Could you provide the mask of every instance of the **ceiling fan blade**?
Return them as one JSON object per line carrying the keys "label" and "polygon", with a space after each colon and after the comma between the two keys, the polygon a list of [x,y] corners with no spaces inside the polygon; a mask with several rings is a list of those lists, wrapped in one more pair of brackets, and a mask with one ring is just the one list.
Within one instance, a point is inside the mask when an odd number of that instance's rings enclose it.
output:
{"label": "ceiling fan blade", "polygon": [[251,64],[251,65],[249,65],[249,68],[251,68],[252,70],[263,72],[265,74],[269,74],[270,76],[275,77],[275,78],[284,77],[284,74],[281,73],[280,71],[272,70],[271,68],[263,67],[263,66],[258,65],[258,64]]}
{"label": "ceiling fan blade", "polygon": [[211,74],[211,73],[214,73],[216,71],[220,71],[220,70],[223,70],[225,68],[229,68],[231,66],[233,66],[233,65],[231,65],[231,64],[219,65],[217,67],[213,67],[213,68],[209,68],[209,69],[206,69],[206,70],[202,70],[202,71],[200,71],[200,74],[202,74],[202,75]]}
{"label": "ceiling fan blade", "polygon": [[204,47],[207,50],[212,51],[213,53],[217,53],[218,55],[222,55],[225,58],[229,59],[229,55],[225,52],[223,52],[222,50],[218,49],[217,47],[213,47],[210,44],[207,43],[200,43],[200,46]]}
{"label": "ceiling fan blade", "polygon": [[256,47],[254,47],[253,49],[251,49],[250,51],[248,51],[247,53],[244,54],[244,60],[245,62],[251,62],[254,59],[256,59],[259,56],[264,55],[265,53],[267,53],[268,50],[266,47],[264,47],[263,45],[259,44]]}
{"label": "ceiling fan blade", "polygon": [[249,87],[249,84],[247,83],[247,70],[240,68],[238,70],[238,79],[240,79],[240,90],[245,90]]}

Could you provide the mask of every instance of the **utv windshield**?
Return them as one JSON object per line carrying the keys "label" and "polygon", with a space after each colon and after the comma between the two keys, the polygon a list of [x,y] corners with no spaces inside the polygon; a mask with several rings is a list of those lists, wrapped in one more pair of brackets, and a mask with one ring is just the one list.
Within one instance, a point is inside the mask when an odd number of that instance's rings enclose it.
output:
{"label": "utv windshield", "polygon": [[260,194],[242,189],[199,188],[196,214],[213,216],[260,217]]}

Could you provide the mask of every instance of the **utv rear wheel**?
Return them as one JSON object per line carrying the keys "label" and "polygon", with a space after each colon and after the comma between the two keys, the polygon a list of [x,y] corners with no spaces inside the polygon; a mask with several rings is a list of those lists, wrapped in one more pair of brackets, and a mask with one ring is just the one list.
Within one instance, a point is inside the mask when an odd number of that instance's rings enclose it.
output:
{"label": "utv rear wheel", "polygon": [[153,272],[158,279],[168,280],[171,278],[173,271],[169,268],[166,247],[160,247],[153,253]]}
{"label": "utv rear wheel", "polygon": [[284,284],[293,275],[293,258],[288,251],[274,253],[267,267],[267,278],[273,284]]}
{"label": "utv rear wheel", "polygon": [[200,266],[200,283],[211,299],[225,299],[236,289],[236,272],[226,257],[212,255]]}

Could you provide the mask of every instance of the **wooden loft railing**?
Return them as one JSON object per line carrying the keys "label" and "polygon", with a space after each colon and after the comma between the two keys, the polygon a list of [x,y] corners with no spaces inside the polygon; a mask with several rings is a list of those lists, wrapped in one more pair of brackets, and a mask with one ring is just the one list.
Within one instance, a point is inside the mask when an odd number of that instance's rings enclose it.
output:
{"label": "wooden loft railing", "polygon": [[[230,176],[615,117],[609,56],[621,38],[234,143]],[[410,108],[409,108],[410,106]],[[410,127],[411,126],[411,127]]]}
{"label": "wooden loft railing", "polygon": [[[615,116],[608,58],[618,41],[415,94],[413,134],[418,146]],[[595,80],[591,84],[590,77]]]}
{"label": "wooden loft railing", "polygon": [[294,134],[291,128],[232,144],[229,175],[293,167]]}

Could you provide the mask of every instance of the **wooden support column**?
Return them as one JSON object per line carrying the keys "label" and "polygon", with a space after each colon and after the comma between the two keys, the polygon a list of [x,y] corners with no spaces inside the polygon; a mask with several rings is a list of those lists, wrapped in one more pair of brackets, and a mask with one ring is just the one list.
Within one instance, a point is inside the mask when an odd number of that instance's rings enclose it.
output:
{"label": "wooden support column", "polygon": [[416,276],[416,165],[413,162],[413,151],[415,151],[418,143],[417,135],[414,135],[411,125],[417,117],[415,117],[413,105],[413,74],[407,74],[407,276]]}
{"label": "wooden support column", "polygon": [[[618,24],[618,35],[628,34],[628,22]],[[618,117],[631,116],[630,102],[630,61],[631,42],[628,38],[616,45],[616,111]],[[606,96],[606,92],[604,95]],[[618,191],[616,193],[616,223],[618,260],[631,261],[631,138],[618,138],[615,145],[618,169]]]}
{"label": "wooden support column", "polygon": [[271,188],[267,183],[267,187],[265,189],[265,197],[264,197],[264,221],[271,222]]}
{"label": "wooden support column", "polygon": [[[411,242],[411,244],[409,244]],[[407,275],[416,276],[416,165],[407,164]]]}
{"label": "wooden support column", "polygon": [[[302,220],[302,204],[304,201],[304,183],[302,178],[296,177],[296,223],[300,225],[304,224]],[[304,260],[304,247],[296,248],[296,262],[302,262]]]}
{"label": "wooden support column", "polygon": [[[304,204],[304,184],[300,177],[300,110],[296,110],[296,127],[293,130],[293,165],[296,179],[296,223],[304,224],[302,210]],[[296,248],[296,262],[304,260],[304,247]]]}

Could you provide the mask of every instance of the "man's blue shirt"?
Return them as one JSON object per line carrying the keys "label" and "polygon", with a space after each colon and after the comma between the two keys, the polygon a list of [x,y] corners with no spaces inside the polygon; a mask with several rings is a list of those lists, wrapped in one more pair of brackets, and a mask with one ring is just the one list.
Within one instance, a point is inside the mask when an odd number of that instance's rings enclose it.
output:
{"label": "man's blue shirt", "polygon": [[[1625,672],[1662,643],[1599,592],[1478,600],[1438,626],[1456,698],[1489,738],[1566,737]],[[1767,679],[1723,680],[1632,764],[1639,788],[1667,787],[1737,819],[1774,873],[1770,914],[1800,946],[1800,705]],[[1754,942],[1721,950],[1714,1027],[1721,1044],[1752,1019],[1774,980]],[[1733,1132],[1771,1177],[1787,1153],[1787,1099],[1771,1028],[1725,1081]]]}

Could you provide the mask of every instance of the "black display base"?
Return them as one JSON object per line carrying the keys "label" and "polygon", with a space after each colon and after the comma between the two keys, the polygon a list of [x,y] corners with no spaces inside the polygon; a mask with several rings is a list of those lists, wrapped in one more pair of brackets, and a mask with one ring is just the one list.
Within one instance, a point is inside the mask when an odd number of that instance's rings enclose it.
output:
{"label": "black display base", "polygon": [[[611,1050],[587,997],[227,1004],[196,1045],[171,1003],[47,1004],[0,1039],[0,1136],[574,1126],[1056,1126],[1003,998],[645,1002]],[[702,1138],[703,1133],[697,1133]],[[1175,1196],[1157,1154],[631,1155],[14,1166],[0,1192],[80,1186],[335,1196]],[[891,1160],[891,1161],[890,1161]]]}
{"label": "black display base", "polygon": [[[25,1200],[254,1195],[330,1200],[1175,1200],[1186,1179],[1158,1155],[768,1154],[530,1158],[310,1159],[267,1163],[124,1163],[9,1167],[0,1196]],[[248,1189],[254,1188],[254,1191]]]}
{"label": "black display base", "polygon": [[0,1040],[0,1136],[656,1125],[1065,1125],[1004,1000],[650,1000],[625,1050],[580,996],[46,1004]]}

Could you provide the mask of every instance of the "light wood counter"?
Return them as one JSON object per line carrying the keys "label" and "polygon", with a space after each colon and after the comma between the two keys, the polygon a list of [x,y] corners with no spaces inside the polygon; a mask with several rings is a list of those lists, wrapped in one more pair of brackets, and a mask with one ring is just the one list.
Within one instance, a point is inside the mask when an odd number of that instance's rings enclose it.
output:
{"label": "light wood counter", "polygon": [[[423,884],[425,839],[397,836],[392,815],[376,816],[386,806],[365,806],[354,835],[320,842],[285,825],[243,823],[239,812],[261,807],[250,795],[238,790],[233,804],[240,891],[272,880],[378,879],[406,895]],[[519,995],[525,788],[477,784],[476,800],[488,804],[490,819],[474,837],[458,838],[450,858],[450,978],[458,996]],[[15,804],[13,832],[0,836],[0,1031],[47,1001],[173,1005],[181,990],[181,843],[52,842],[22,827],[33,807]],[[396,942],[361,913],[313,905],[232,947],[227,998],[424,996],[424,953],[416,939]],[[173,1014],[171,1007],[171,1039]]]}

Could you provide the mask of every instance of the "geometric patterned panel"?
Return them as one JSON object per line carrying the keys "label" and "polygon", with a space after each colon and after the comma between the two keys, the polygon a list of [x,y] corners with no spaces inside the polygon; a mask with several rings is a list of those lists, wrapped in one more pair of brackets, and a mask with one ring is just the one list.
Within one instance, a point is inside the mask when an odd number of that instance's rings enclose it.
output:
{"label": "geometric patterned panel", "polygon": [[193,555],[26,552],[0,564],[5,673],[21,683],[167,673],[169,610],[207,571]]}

────────

● Brief
Reproduce every line from the entries that holds the word "provide".

● Answer for this exercise
Could you provide the mask of every instance of the **ceiling fan blade**?
Could you provide the mask of every instance of the **utv windshield**?
Could you provide the mask of every instance of the **utv rear wheel**?
Could you provide the mask of every instance of the **wooden loft railing**?
Could you provide the mask of every instance of the **wooden support column**?
Could you provide the mask of every instance of the "man's blue shirt"?
Could you provide the mask of every instance of the "black display base"?
Could you provide the mask of every instance of the "light wood counter"?
Could you provide the mask of every instance of the "geometric patterned panel"?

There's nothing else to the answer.